*Data in this exercise*
· · · ·

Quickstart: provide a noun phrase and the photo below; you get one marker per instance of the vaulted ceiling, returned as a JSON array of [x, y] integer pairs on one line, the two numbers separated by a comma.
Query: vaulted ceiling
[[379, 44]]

· · · ·

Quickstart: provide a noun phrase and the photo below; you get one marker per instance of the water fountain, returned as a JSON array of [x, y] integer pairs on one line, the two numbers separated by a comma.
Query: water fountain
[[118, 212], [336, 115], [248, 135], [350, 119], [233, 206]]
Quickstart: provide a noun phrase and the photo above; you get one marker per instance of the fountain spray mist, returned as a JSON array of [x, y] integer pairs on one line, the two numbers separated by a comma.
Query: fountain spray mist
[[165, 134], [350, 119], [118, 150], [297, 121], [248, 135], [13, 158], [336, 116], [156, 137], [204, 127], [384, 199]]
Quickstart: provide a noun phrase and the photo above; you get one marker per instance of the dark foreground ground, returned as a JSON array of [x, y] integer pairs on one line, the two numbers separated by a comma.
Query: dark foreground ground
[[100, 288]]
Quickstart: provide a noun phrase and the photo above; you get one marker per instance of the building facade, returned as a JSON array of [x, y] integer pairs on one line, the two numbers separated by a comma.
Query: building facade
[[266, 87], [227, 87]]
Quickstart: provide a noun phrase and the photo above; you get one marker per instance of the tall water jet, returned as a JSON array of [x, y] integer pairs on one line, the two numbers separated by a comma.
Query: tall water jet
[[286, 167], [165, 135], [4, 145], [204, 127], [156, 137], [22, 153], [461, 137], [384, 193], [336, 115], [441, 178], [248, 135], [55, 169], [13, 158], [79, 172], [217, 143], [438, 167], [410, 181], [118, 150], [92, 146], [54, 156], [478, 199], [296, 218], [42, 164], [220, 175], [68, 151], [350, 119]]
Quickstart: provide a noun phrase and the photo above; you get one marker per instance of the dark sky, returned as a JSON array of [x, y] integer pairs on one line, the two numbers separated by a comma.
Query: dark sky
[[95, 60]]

· · · ·

*The request*
Copy out word for word the lines between the one holding "of the vaulted" and the one holding "[[379, 44]]", both of those lines included.

*Solution to this problem*
Quickstart: provide a noun phrase and the photo below; you get one marker per instance of the vaulted ceiling, returned as a JSON array of [x, y] integer pairs on one line, the two numbers separated by a comma.
Query: vaulted ceiling
[[379, 44]]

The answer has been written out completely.